**ABOUT THIS EXERCISE:**
From the line with "Please drop a marker on every instance of the sloped" through the final line below, restate each line word for word and return nothing else.

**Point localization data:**
▬▬▬▬▬▬
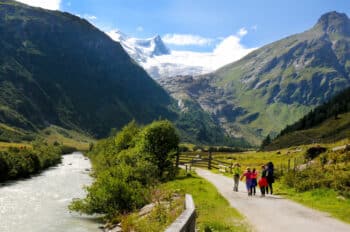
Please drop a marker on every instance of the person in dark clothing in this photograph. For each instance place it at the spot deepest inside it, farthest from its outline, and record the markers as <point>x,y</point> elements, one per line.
<point>254,176</point>
<point>270,177</point>
<point>263,181</point>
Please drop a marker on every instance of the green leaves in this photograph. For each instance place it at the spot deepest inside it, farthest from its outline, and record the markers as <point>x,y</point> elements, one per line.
<point>127,166</point>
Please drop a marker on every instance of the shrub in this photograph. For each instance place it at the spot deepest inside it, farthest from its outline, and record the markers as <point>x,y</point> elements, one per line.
<point>160,141</point>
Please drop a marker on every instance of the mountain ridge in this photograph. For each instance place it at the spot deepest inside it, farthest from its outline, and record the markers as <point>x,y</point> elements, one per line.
<point>276,84</point>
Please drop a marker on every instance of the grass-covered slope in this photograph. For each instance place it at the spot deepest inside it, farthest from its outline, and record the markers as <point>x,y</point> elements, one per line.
<point>56,68</point>
<point>327,123</point>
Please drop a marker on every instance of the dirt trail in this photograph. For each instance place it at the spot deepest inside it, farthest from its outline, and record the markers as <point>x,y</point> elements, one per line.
<point>273,213</point>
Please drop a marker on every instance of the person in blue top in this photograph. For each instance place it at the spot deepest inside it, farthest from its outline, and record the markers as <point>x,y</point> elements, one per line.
<point>270,177</point>
<point>236,175</point>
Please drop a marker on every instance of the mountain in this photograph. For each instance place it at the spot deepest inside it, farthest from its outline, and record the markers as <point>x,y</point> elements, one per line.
<point>275,85</point>
<point>155,57</point>
<point>56,68</point>
<point>327,123</point>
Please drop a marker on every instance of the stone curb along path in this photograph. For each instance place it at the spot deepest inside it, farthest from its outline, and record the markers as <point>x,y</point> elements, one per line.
<point>273,213</point>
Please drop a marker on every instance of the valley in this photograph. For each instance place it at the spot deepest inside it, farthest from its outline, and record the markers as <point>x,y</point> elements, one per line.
<point>170,115</point>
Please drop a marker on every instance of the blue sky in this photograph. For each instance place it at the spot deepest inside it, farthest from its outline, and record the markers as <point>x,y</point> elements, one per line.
<point>262,21</point>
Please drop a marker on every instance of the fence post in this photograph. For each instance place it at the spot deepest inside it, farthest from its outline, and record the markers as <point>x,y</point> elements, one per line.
<point>209,160</point>
<point>177,159</point>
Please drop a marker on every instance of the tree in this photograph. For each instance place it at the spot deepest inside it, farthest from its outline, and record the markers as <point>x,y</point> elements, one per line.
<point>160,141</point>
<point>126,137</point>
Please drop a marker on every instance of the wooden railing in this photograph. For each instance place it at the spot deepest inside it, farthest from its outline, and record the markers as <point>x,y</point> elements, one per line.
<point>204,160</point>
<point>186,222</point>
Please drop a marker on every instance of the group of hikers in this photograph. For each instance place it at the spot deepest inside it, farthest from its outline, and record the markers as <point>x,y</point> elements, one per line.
<point>253,179</point>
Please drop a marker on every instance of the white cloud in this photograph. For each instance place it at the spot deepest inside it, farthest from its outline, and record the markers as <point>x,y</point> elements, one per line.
<point>186,39</point>
<point>242,32</point>
<point>228,50</point>
<point>46,4</point>
<point>255,27</point>
<point>90,17</point>
<point>139,28</point>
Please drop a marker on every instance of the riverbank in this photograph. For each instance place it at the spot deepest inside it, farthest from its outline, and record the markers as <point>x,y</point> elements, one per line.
<point>41,203</point>
<point>22,162</point>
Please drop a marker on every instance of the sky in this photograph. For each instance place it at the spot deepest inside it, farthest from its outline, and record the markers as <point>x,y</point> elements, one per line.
<point>201,25</point>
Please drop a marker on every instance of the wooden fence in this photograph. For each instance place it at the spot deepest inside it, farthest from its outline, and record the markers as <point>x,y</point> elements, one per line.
<point>209,161</point>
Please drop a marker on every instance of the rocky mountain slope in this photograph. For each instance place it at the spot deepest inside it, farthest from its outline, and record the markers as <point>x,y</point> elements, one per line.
<point>56,68</point>
<point>277,84</point>
<point>327,123</point>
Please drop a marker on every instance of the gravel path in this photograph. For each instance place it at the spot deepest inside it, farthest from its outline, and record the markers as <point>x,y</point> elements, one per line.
<point>273,213</point>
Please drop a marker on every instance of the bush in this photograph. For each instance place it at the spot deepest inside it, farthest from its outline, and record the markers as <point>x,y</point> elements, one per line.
<point>127,166</point>
<point>160,141</point>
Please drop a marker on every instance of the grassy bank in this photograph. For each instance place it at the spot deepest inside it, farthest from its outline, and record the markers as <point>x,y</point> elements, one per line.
<point>326,200</point>
<point>213,211</point>
<point>324,184</point>
<point>23,161</point>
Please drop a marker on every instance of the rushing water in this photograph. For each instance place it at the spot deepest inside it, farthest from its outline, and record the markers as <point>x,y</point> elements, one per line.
<point>39,204</point>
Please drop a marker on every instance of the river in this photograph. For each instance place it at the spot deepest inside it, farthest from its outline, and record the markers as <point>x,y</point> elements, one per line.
<point>39,204</point>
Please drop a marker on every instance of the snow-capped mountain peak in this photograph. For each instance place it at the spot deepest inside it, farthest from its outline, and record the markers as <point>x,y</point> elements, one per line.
<point>160,62</point>
<point>140,49</point>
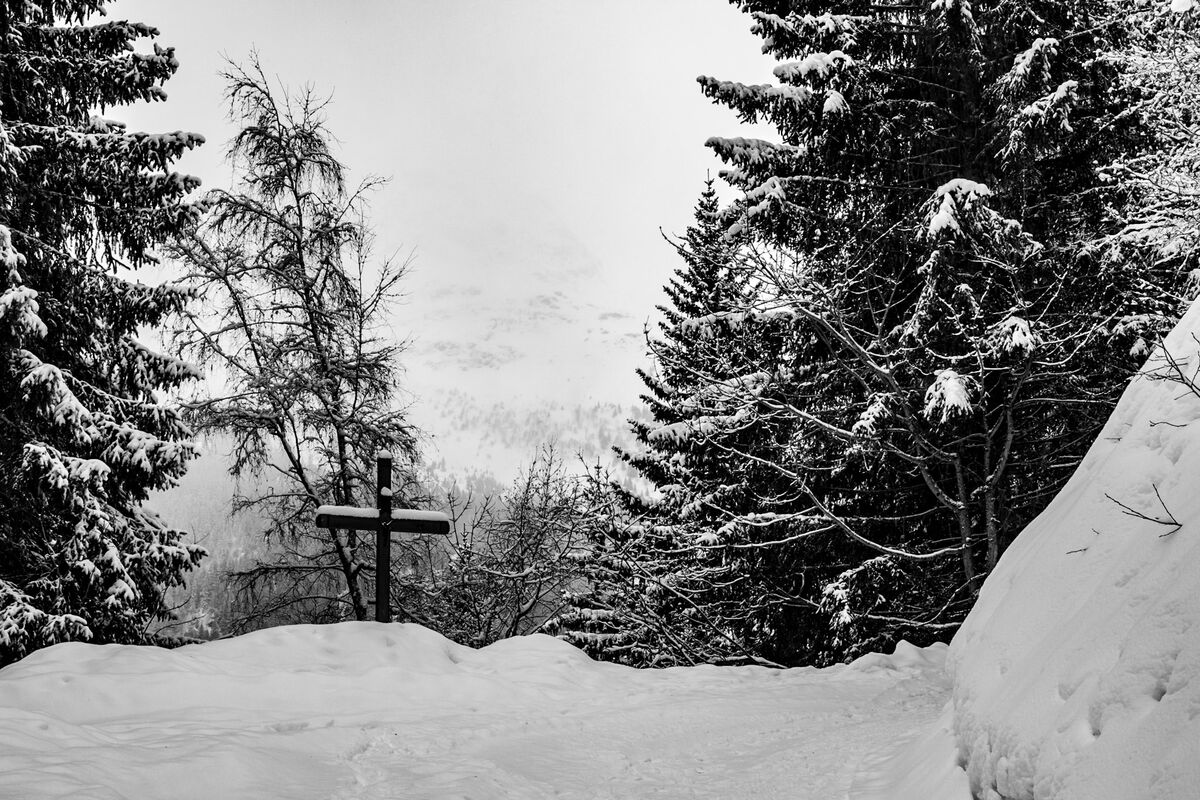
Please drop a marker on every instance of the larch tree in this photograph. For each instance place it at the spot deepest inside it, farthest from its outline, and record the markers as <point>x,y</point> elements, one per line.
<point>293,322</point>
<point>935,224</point>
<point>87,425</point>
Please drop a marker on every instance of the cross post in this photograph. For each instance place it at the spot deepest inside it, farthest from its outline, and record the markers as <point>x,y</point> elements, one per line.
<point>383,537</point>
<point>385,522</point>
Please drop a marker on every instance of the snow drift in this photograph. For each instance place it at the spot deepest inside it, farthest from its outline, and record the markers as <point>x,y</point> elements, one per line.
<point>1077,677</point>
<point>365,710</point>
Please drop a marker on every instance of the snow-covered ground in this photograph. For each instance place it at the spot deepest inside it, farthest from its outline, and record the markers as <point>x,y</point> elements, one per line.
<point>1075,678</point>
<point>366,710</point>
<point>1078,673</point>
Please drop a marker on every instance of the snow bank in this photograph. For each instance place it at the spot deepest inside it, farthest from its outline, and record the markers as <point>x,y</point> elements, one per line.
<point>364,710</point>
<point>1077,677</point>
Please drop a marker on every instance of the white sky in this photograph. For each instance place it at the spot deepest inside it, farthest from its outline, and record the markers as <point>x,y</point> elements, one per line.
<point>535,149</point>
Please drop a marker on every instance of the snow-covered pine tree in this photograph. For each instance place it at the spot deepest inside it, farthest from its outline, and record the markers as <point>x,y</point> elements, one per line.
<point>935,196</point>
<point>689,576</point>
<point>293,317</point>
<point>87,428</point>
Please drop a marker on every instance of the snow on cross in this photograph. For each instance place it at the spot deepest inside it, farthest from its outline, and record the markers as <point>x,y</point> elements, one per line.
<point>384,522</point>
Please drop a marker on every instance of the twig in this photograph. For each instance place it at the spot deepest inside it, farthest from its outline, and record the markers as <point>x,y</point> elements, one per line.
<point>1170,522</point>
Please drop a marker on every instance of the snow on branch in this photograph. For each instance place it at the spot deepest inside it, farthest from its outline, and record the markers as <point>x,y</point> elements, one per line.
<point>949,396</point>
<point>815,65</point>
<point>952,202</point>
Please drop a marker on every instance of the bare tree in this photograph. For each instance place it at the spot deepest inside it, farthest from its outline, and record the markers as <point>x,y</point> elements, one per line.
<point>509,560</point>
<point>292,323</point>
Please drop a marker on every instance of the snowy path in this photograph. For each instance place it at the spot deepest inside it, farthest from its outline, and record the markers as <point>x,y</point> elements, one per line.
<point>797,735</point>
<point>343,713</point>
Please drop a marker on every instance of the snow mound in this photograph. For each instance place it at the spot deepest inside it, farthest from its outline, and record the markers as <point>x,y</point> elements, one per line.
<point>366,711</point>
<point>1077,675</point>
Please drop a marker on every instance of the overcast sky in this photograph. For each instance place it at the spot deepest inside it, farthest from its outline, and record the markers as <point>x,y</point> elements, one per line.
<point>535,148</point>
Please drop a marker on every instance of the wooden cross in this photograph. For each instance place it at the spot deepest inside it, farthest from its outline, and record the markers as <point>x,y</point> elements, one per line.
<point>384,521</point>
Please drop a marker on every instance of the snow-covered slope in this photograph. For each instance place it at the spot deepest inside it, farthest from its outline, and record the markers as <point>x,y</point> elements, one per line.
<point>365,710</point>
<point>1077,677</point>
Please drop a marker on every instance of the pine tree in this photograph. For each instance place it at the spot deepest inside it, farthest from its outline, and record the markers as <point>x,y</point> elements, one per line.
<point>933,223</point>
<point>693,575</point>
<point>87,426</point>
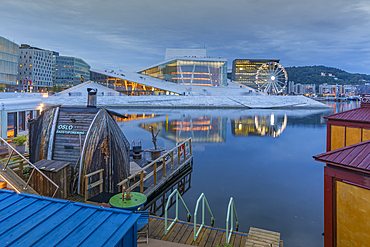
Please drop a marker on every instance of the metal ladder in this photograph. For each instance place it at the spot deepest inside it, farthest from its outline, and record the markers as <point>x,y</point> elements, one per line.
<point>202,198</point>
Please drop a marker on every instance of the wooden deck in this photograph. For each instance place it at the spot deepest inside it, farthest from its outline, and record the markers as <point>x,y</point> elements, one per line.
<point>155,175</point>
<point>183,232</point>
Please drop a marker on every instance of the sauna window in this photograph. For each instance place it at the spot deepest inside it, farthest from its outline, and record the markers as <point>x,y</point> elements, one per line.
<point>11,128</point>
<point>22,121</point>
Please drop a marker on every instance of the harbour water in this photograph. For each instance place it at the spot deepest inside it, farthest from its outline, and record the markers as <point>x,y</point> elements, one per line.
<point>261,158</point>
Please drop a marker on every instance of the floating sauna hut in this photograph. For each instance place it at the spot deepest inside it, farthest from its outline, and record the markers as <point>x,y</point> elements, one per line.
<point>86,137</point>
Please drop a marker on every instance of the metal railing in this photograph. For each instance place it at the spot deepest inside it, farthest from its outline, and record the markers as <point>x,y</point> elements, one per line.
<point>33,166</point>
<point>166,230</point>
<point>204,200</point>
<point>168,157</point>
<point>231,206</point>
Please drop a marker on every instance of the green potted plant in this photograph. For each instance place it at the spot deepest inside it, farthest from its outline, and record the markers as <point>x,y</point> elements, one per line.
<point>156,151</point>
<point>20,143</point>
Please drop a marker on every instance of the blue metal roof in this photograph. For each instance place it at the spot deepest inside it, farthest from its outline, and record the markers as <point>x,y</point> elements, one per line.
<point>30,220</point>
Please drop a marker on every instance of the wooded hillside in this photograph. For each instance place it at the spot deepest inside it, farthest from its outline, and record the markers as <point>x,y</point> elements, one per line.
<point>312,75</point>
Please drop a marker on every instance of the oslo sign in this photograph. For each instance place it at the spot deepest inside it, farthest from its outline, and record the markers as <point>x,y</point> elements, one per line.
<point>68,129</point>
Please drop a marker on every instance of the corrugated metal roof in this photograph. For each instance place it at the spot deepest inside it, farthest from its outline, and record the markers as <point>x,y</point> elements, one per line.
<point>354,115</point>
<point>27,220</point>
<point>354,156</point>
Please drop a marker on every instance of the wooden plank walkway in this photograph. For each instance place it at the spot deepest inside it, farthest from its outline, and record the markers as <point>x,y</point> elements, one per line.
<point>183,232</point>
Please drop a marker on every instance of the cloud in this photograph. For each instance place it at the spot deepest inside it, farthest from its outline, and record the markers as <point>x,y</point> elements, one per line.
<point>133,33</point>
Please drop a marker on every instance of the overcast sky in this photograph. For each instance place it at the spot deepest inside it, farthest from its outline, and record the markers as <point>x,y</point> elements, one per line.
<point>127,34</point>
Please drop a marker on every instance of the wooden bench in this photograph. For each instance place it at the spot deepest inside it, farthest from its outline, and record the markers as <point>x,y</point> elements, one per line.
<point>263,238</point>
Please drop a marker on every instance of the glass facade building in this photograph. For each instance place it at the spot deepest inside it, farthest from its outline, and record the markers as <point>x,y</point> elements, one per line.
<point>8,62</point>
<point>244,70</point>
<point>35,71</point>
<point>70,71</point>
<point>130,88</point>
<point>191,71</point>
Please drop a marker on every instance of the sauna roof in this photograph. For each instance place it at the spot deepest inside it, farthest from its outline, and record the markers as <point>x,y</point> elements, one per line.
<point>356,156</point>
<point>35,220</point>
<point>355,115</point>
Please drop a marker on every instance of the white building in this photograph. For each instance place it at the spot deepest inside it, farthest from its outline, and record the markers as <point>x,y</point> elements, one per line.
<point>35,69</point>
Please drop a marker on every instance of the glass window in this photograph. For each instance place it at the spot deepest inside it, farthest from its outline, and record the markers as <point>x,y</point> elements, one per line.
<point>21,121</point>
<point>11,128</point>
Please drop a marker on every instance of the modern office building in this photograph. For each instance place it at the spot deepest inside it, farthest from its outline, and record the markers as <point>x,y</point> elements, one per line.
<point>244,71</point>
<point>301,88</point>
<point>35,71</point>
<point>70,71</point>
<point>190,67</point>
<point>8,63</point>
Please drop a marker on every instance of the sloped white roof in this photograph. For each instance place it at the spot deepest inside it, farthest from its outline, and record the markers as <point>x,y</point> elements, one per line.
<point>81,89</point>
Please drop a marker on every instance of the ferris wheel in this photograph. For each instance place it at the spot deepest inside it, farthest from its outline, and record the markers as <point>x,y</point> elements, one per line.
<point>271,78</point>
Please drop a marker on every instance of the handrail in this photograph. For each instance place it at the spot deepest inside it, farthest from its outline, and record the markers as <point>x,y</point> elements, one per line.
<point>168,153</point>
<point>204,199</point>
<point>34,167</point>
<point>228,235</point>
<point>166,230</point>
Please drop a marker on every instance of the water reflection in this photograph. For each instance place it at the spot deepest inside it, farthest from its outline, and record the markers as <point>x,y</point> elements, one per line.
<point>259,125</point>
<point>132,117</point>
<point>200,129</point>
<point>213,129</point>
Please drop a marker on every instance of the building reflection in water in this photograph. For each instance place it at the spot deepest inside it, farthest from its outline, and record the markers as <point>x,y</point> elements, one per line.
<point>132,117</point>
<point>200,129</point>
<point>156,203</point>
<point>259,125</point>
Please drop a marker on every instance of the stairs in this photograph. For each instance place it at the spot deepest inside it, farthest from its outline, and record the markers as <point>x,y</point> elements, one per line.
▬▬▬▬▬▬
**EXERCISE ANSWER:**
Please drop a marker on every instance of the sloped white roof in this photograph. For each instance place it at the spot deepest inside it, farthest from its outline, and record the markers as <point>x,y</point> elements, one per line.
<point>81,89</point>
Please drop a marker on every instance of the ferris wheel in this photograph. For each instance place it at the spot deepest inside it, farthest from its outline, and record the markers as <point>x,y</point> elements, one per line.
<point>271,78</point>
Please drop a marker on every instance of the handrail in this photograph. For each instance place it at the spot deepest inside it, farthest from its outline, and record the markers as <point>x,y</point> elements, one per line.
<point>168,153</point>
<point>204,199</point>
<point>34,167</point>
<point>228,235</point>
<point>166,230</point>
Please drop a marker on every instance of the water reflection in this photograph. For each instance place it at the spot deepest inside it, farthest from its outline, and record the markers as <point>x,y</point> elements, one per line.
<point>259,125</point>
<point>132,117</point>
<point>200,129</point>
<point>213,129</point>
Please drop a marker on every instance of the building reflection in water in this photograph. For each instance place it at the spot deepest inside it, farthest from its outline, and record the markers as <point>x,y</point> elements, one per line.
<point>132,117</point>
<point>200,129</point>
<point>156,203</point>
<point>259,125</point>
Please drop a marker on every instance of the stairs in this photograph. For each instance place it at the spot deepest inside it, farthest from its outline, and record the markers as <point>x,y</point> elements, one per line.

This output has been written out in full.